# WRITTEN TASK:
Show each line in the rows below that contains the string "could". Upper and lower case must match.

# DATA TO USE:

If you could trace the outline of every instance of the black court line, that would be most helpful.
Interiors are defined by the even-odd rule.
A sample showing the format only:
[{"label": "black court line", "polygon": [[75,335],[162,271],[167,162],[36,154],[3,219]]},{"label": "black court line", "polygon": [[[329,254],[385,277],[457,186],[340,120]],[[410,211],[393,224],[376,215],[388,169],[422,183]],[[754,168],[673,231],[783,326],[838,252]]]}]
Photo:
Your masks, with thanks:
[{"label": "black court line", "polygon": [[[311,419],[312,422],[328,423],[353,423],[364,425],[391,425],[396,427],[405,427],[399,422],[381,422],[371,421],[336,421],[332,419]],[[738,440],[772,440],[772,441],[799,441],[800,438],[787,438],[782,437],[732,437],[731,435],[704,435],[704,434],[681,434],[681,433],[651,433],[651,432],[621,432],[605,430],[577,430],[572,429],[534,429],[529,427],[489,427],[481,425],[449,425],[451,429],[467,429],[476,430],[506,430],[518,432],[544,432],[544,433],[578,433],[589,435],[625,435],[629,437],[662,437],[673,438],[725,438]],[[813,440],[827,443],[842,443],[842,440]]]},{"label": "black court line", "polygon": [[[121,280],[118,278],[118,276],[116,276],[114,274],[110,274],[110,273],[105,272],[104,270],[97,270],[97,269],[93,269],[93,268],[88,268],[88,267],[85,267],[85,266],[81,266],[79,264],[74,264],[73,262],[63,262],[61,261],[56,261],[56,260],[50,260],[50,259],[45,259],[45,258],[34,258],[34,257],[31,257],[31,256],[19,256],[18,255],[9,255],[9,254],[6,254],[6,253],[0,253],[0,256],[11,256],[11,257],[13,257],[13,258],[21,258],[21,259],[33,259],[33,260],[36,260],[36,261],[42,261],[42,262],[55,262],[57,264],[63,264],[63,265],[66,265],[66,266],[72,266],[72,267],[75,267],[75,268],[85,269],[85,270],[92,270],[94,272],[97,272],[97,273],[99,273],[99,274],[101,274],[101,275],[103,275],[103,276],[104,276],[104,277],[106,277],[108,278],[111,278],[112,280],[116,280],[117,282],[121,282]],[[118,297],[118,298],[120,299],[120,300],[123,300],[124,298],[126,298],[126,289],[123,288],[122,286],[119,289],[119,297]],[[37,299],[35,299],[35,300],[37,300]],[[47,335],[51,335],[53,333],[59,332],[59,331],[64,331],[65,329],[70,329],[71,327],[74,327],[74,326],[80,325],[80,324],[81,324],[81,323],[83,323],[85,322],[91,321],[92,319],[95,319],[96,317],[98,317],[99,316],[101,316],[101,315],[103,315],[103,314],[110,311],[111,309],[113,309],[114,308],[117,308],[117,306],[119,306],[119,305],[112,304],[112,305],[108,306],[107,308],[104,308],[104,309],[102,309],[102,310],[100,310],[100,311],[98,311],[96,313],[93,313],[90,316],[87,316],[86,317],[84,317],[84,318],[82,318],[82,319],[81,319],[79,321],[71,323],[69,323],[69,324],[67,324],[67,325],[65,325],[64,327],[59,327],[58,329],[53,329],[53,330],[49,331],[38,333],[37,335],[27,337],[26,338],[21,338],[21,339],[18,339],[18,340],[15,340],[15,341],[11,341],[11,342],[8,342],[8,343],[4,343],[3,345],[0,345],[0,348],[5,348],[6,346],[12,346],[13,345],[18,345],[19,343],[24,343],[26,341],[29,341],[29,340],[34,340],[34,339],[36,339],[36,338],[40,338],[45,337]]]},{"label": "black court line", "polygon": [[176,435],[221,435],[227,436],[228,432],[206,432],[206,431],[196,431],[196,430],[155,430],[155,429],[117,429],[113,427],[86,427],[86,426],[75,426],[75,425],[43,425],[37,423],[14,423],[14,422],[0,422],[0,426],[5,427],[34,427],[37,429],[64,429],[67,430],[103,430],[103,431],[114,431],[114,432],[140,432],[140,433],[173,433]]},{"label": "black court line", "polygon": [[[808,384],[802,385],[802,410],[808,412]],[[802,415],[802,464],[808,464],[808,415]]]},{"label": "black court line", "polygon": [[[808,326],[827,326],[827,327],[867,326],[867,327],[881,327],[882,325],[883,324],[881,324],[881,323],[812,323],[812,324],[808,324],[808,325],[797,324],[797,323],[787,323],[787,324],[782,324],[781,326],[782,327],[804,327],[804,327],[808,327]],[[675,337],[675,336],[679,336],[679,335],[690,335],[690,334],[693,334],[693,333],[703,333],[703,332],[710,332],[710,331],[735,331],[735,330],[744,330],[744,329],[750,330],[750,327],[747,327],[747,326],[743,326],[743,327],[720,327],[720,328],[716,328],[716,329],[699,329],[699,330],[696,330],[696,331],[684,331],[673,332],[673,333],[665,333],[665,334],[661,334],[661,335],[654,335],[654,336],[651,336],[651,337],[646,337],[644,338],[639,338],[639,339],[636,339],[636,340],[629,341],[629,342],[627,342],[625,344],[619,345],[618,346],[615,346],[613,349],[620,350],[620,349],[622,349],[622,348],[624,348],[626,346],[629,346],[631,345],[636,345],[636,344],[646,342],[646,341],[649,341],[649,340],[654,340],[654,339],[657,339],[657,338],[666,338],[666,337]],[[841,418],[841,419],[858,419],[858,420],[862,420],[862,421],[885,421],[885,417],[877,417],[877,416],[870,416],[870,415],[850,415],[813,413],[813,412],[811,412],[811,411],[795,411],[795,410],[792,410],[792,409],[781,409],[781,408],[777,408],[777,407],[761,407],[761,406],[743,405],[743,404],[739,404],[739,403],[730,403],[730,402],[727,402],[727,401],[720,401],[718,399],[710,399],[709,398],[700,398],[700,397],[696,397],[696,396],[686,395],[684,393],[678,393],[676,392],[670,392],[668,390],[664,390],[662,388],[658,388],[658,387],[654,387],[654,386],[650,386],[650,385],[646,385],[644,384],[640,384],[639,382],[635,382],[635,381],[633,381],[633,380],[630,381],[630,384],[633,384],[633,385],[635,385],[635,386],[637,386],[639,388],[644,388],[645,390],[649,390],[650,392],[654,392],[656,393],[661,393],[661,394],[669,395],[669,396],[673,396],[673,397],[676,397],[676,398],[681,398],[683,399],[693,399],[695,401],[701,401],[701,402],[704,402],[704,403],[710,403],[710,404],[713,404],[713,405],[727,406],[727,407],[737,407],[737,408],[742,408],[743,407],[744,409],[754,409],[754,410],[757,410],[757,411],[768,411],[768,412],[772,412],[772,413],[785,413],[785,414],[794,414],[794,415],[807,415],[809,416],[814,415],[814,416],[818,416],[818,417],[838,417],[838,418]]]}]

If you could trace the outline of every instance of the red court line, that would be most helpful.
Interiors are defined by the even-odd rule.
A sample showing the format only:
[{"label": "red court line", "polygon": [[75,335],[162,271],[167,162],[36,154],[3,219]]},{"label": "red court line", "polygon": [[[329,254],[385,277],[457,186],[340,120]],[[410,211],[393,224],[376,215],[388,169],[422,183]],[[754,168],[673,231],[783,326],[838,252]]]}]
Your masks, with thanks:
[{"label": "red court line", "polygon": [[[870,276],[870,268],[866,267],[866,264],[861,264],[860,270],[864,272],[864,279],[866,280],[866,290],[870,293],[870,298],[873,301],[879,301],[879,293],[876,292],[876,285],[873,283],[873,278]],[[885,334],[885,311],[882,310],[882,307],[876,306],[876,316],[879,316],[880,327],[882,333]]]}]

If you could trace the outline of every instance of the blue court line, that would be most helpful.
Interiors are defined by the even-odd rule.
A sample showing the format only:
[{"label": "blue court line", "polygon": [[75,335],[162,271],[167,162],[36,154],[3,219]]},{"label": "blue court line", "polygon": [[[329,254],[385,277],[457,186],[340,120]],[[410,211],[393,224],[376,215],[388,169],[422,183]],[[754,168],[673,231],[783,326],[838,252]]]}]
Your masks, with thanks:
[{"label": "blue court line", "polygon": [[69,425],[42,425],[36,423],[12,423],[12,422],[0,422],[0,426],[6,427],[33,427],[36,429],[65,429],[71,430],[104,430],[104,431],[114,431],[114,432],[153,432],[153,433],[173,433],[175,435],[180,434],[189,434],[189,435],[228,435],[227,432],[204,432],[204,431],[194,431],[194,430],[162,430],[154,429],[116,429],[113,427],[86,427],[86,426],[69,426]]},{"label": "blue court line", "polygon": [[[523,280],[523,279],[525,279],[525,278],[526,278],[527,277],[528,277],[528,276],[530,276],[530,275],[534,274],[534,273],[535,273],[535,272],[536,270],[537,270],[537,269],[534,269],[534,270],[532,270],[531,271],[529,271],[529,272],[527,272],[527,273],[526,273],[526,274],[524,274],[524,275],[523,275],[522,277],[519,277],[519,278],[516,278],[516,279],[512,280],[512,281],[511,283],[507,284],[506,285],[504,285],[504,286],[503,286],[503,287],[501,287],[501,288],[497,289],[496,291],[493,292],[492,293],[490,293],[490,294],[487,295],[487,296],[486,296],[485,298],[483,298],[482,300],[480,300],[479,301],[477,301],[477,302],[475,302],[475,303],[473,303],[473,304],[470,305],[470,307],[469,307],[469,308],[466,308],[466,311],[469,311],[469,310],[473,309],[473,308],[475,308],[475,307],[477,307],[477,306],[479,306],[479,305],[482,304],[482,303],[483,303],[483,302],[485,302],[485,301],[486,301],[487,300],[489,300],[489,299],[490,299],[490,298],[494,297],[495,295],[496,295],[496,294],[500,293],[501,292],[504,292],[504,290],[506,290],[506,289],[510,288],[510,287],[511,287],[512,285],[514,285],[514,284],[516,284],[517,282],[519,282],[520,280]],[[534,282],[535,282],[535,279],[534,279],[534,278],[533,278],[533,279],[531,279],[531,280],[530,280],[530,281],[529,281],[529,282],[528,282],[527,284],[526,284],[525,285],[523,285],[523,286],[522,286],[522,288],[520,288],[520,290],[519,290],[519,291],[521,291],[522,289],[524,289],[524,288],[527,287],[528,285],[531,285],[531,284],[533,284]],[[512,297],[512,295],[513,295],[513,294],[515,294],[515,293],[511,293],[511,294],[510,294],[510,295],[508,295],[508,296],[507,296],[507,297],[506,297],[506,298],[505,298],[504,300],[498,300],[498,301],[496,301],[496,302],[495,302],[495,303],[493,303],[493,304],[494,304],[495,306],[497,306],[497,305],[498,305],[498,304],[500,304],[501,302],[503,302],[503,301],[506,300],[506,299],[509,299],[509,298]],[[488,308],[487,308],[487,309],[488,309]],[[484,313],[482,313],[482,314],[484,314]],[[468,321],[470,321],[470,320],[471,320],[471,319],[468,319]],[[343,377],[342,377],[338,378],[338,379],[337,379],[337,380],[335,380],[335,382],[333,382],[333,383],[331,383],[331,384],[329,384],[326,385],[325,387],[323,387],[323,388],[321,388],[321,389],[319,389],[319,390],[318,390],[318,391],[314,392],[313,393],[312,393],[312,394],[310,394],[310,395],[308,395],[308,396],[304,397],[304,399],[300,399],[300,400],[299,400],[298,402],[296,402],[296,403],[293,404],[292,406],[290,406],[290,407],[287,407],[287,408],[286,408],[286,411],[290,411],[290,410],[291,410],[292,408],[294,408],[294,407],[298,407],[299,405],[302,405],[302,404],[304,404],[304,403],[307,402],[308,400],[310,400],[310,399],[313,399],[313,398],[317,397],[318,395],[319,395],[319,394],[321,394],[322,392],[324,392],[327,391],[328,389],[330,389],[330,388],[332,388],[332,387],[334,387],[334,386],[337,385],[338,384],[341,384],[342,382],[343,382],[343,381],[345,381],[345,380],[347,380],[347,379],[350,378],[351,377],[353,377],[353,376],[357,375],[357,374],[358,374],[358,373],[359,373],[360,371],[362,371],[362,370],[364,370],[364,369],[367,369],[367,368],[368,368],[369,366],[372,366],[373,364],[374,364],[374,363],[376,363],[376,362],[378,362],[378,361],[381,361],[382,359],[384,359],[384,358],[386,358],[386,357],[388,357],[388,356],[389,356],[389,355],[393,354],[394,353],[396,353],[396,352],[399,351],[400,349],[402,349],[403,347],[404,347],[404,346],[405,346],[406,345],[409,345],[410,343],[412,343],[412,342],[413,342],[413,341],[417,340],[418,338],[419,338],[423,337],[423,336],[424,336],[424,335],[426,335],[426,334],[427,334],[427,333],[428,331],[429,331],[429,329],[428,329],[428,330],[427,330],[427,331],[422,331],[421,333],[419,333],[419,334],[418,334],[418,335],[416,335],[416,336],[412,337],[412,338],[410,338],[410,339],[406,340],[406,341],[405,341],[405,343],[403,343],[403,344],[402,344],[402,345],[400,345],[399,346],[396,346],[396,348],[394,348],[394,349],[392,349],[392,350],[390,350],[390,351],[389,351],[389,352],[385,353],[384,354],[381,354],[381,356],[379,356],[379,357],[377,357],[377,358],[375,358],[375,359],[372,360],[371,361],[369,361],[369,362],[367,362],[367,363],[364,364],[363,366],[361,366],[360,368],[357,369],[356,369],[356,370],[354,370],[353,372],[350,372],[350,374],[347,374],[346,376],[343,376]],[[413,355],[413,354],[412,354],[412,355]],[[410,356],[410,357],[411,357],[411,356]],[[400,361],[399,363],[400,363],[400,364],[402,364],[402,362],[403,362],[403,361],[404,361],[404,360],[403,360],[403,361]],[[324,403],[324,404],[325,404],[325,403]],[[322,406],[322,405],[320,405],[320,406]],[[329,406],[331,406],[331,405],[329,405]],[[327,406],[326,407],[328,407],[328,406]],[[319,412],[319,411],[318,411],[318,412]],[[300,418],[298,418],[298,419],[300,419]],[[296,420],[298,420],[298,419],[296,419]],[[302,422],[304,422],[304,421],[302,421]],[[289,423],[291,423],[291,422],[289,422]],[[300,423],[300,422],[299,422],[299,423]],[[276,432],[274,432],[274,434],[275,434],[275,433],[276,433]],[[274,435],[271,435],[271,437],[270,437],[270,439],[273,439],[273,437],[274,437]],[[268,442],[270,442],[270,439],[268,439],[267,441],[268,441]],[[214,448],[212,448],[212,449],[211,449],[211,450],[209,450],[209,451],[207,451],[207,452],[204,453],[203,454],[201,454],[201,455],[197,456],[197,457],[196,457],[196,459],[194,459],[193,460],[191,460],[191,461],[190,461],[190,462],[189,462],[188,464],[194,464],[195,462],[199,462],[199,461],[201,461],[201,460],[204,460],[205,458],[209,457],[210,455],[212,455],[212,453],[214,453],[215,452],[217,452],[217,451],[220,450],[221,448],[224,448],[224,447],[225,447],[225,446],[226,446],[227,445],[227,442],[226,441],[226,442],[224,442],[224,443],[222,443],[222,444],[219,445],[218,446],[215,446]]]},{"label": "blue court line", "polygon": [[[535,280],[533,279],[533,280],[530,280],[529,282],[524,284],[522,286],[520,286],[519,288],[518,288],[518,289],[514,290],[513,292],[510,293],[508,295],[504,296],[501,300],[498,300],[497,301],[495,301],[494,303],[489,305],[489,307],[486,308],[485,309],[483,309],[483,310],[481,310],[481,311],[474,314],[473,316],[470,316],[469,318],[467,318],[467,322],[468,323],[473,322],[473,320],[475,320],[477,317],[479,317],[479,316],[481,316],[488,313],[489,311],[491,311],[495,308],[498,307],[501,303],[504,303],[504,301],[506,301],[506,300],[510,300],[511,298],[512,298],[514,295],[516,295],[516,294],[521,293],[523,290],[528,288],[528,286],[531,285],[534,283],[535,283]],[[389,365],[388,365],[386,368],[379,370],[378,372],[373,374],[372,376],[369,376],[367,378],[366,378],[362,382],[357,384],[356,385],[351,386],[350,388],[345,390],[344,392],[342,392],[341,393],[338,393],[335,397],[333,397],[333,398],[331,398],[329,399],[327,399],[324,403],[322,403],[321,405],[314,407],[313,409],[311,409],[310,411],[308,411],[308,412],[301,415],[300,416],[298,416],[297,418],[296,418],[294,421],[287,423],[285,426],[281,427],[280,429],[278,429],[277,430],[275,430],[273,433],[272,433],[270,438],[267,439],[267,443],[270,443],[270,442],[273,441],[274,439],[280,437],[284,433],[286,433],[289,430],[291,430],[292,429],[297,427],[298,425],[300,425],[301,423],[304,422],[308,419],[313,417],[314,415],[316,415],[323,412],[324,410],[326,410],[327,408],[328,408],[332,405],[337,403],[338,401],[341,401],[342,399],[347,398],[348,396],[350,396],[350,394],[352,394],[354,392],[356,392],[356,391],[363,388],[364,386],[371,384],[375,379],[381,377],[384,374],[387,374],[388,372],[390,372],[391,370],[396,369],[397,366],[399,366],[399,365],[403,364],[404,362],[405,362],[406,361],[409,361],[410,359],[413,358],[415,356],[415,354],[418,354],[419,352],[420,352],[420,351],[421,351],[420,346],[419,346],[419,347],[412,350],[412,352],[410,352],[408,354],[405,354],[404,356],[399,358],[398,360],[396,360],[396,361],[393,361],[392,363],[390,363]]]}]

# THE REPLY:
If you could trace the outline of every instance of the black court line, that would be most helpful.
If you could trace the outline of every instance of the red court line, that would be most helpful.
If you could trace the outline of every instance of the blue court line, that would be most helpful.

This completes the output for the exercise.